• [Extract]:

···

Section 366.2, subdivision (a), provides, "If a person against whom an action may be brought on a liability of the person, whether arising in contract, tort, or otherwise, and whether accrued or not accrued, dies before the expiration of the applicable limitations period, and the cause of action survives, an action may be commenced within one year after the date of death, and the limitations period that would have been applicable does not apply." "`The overall intent of the Legislature in enacting Code of Civil Procedure former section 353 [(now § 366.2)] was to protect decedents' estates from creditors' stale claims. [Citations.] "[T]he drafters of former Code of Civil Procedure section 353 and current Code of Civil Procedure section 366.2 believed the limitation period the statute imposes serves `the strong public policies of expeditious estate administration and security of title for distributees, and is consistent with the concept that a creditor has some obligation to keep informed of the status of the debtor.' (Recommendation Relating to Notice to Creditors in Estate Administration [(Dec. 1989)] 20 Cal. Law Revision Com. Rep. (1990) p. 512.)"'" (Levine v. Levine (2002) 102 Cal.App.4th 1256, 1263-1264, quoting Collection Bureau of San Jose v. Rumsey (2000) 24 Cal.4th 301, 308 (Rumsey).)

···

• [Exercise instructions]:
1. According to the excerpt on Section 366.2, within what period after the date of death may an action be commenced?
2. Count the lines of the records that contain the string "leaning", matching case exactly, and give only that number.
The excerpt on Section 366.2 and the records are unrelated to each other.

• [Source records]:

···

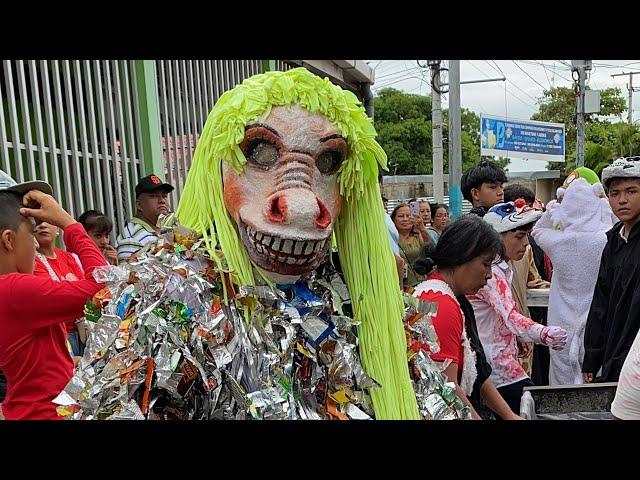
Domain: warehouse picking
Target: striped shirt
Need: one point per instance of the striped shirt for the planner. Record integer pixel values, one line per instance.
(136, 235)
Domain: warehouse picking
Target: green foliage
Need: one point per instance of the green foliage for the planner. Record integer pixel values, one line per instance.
(403, 123)
(604, 140)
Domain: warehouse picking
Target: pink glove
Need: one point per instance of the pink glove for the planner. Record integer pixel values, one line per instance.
(554, 337)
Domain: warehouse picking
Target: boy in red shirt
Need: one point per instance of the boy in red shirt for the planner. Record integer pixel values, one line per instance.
(33, 353)
(58, 265)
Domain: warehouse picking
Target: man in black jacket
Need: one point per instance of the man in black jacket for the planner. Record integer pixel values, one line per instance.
(614, 316)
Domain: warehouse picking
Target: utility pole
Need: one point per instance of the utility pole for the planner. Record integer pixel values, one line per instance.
(436, 132)
(631, 90)
(438, 88)
(455, 148)
(581, 67)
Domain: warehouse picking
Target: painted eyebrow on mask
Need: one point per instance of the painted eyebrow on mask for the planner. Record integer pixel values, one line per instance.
(331, 137)
(262, 125)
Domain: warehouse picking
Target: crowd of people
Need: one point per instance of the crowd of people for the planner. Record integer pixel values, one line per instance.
(583, 245)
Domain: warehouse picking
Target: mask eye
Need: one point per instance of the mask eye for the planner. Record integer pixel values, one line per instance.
(262, 153)
(328, 162)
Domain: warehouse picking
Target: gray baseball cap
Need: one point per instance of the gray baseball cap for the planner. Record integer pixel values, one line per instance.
(8, 184)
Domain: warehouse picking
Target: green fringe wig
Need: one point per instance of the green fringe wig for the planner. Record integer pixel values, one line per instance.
(360, 231)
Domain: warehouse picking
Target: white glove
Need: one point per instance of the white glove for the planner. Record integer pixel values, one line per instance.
(554, 337)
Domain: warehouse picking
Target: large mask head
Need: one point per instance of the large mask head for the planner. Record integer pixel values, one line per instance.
(287, 199)
(284, 160)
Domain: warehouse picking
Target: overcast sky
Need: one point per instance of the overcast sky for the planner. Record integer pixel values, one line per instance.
(517, 97)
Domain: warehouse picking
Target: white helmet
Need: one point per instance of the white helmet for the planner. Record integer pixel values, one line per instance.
(623, 167)
(511, 215)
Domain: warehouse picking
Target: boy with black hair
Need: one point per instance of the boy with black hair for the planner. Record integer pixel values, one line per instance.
(614, 316)
(482, 186)
(33, 351)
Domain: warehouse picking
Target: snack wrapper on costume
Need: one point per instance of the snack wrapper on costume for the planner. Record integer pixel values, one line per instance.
(249, 318)
(573, 234)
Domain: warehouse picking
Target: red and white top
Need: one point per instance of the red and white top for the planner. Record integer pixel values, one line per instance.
(499, 323)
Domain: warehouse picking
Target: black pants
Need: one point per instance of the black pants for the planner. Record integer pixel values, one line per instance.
(513, 393)
(3, 386)
(540, 362)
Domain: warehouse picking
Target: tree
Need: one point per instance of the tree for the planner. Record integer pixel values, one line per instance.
(403, 123)
(558, 105)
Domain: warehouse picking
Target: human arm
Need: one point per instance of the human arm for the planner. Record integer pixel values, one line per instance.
(492, 398)
(42, 300)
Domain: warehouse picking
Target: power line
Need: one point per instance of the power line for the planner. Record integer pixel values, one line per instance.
(397, 72)
(498, 67)
(527, 74)
(510, 81)
(510, 93)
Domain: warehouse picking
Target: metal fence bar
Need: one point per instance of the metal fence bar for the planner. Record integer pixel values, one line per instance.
(110, 179)
(130, 127)
(71, 119)
(200, 95)
(98, 177)
(174, 131)
(84, 142)
(26, 119)
(114, 146)
(4, 147)
(59, 109)
(37, 109)
(178, 94)
(18, 174)
(120, 128)
(136, 116)
(184, 109)
(213, 81)
(51, 132)
(197, 125)
(165, 131)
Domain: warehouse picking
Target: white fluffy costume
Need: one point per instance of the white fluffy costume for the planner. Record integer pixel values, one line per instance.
(573, 234)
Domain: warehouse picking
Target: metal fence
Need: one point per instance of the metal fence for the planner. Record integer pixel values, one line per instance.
(187, 90)
(76, 125)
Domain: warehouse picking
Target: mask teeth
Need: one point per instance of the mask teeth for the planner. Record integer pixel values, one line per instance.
(276, 246)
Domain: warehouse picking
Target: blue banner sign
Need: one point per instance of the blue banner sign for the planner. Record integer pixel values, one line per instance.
(522, 139)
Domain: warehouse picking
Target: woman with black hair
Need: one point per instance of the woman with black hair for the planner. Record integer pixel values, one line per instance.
(99, 227)
(412, 237)
(459, 265)
(439, 222)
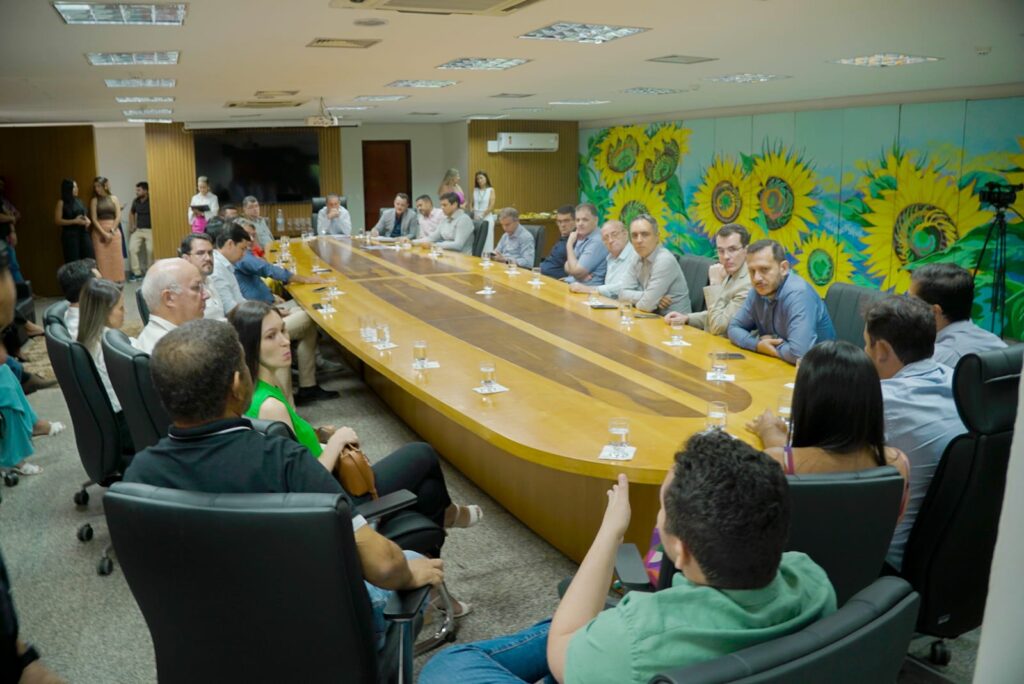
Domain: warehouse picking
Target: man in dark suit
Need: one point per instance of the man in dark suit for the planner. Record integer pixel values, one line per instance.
(397, 222)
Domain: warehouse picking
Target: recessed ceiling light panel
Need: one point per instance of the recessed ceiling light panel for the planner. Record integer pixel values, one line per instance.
(594, 34)
(885, 59)
(132, 58)
(420, 84)
(745, 78)
(139, 83)
(483, 63)
(135, 99)
(111, 13)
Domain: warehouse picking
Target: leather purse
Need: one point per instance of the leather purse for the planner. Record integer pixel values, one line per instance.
(354, 473)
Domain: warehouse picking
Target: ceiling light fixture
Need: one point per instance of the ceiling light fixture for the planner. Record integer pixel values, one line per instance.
(594, 34)
(108, 13)
(420, 84)
(132, 58)
(140, 83)
(885, 59)
(135, 99)
(745, 78)
(483, 63)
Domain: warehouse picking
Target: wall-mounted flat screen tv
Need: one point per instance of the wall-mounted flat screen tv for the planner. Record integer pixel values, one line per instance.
(271, 165)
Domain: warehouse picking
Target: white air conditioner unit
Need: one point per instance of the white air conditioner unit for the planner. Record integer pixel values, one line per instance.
(524, 142)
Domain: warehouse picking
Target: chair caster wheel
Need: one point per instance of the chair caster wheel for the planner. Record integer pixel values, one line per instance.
(939, 653)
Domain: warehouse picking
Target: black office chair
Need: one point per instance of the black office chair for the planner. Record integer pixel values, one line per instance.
(130, 377)
(479, 237)
(846, 304)
(863, 641)
(538, 232)
(949, 551)
(54, 313)
(262, 588)
(143, 308)
(695, 271)
(96, 433)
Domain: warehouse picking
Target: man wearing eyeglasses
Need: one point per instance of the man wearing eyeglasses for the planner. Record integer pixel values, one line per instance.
(728, 286)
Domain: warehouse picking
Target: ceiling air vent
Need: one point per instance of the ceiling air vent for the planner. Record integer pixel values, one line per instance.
(485, 7)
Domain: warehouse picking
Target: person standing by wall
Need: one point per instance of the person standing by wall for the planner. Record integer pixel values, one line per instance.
(140, 229)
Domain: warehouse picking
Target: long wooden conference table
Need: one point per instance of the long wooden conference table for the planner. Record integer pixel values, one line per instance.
(569, 370)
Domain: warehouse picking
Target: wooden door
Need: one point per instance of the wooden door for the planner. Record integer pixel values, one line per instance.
(387, 170)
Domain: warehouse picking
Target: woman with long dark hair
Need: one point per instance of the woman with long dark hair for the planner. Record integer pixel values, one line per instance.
(71, 216)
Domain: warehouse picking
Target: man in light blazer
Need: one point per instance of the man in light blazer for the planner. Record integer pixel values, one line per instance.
(397, 222)
(729, 283)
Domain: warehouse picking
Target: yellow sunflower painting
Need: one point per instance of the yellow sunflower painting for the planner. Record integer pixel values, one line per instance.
(924, 214)
(619, 152)
(638, 197)
(783, 187)
(723, 197)
(660, 157)
(823, 260)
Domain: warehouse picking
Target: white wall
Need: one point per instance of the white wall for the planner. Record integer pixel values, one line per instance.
(434, 147)
(121, 157)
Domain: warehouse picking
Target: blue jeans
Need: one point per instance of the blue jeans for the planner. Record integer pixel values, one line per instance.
(518, 657)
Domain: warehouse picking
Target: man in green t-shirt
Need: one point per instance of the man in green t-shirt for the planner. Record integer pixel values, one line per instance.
(724, 520)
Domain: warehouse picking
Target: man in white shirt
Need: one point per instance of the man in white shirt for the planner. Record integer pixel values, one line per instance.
(620, 261)
(173, 290)
(334, 219)
(949, 289)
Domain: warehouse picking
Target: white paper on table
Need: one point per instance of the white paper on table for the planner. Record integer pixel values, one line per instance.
(493, 388)
(715, 377)
(615, 453)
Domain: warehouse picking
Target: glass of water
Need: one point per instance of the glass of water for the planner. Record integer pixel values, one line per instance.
(718, 415)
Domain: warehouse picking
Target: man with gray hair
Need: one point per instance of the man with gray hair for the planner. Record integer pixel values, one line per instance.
(250, 209)
(517, 243)
(334, 219)
(174, 292)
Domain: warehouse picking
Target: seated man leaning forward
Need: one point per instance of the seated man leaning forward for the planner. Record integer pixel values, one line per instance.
(174, 291)
(724, 521)
(200, 373)
(782, 316)
(728, 283)
(622, 257)
(657, 283)
(949, 289)
(516, 243)
(456, 229)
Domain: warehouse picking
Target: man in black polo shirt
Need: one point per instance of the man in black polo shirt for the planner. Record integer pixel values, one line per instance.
(200, 372)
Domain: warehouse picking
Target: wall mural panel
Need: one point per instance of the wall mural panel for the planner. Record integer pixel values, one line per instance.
(857, 196)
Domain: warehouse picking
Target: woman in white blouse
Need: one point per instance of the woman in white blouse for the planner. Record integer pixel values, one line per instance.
(483, 204)
(204, 197)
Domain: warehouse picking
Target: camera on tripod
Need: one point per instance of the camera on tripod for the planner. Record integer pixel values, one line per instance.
(999, 196)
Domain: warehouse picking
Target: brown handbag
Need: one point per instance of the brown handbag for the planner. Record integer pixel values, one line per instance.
(354, 473)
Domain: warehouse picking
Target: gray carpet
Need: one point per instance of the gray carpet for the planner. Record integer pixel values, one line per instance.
(90, 631)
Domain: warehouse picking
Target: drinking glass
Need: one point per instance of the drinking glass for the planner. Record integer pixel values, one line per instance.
(718, 415)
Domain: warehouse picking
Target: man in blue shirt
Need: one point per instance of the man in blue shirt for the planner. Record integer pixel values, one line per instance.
(586, 257)
(916, 393)
(782, 316)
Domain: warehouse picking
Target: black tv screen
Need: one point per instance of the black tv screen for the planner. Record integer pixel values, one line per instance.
(272, 166)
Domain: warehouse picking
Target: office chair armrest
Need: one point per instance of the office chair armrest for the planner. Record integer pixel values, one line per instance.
(630, 568)
(386, 505)
(404, 605)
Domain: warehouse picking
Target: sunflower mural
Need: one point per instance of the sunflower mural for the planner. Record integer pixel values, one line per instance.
(784, 188)
(722, 198)
(619, 153)
(912, 211)
(823, 260)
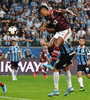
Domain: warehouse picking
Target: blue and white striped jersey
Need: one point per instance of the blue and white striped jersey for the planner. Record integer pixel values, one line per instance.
(14, 53)
(82, 55)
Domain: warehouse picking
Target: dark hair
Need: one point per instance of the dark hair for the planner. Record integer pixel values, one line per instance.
(82, 38)
(40, 8)
(13, 41)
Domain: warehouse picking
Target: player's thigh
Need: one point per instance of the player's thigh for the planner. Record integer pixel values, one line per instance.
(87, 71)
(88, 75)
(56, 70)
(59, 41)
(51, 43)
(67, 68)
(79, 73)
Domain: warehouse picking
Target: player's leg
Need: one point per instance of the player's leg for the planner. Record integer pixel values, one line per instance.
(39, 69)
(87, 71)
(14, 70)
(56, 83)
(80, 80)
(60, 38)
(57, 44)
(15, 66)
(3, 87)
(68, 78)
(44, 73)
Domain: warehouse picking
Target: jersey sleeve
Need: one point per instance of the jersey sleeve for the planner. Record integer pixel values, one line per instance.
(59, 10)
(18, 49)
(9, 50)
(1, 53)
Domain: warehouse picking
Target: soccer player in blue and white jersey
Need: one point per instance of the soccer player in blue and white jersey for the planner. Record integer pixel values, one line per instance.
(83, 62)
(1, 84)
(15, 57)
(63, 62)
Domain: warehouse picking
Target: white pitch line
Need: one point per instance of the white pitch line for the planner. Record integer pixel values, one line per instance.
(13, 98)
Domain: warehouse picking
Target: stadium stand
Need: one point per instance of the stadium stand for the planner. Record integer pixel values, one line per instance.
(23, 15)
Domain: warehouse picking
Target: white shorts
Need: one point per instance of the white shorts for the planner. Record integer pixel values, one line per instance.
(45, 63)
(66, 34)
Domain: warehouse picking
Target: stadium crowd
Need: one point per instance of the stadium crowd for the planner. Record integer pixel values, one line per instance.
(24, 15)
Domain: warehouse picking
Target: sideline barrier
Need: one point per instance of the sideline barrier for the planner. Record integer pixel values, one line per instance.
(27, 67)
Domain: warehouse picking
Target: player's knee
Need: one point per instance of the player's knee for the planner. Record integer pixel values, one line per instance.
(88, 76)
(56, 70)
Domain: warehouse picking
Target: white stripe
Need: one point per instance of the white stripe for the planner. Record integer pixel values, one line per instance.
(13, 98)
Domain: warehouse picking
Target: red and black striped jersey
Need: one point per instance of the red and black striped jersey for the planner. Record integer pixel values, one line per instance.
(58, 20)
(43, 55)
(1, 53)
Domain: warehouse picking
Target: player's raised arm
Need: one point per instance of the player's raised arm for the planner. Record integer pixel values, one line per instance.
(1, 55)
(66, 11)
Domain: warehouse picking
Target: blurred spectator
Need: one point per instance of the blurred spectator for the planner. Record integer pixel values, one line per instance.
(23, 40)
(87, 36)
(2, 12)
(37, 24)
(81, 32)
(29, 39)
(30, 22)
(1, 38)
(76, 25)
(7, 39)
(37, 38)
(74, 35)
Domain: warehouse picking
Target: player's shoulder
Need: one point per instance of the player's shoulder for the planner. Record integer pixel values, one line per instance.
(86, 48)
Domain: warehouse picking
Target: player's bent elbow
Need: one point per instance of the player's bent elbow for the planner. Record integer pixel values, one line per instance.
(88, 76)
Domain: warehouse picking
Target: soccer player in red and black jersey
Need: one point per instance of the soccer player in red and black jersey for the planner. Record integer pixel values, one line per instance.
(61, 28)
(43, 60)
(1, 84)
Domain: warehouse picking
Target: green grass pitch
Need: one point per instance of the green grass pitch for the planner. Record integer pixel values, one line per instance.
(28, 88)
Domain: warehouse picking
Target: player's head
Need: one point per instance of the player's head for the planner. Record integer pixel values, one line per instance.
(43, 10)
(13, 42)
(82, 41)
(45, 47)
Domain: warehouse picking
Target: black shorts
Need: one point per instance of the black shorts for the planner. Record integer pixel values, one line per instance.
(64, 60)
(84, 68)
(14, 64)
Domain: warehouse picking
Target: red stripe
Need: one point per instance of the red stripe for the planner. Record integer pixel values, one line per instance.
(54, 58)
(58, 17)
(66, 34)
(55, 54)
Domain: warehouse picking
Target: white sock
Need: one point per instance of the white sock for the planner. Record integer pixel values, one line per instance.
(80, 80)
(68, 78)
(56, 80)
(16, 71)
(12, 72)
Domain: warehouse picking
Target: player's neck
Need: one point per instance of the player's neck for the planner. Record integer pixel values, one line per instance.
(81, 46)
(48, 13)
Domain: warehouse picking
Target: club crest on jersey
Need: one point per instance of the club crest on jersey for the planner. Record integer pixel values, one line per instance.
(55, 22)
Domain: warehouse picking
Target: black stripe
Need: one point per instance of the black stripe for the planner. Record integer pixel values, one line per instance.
(64, 49)
(80, 56)
(84, 55)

···

• [Responses]:
1. Within one year after the date of death.

2. 2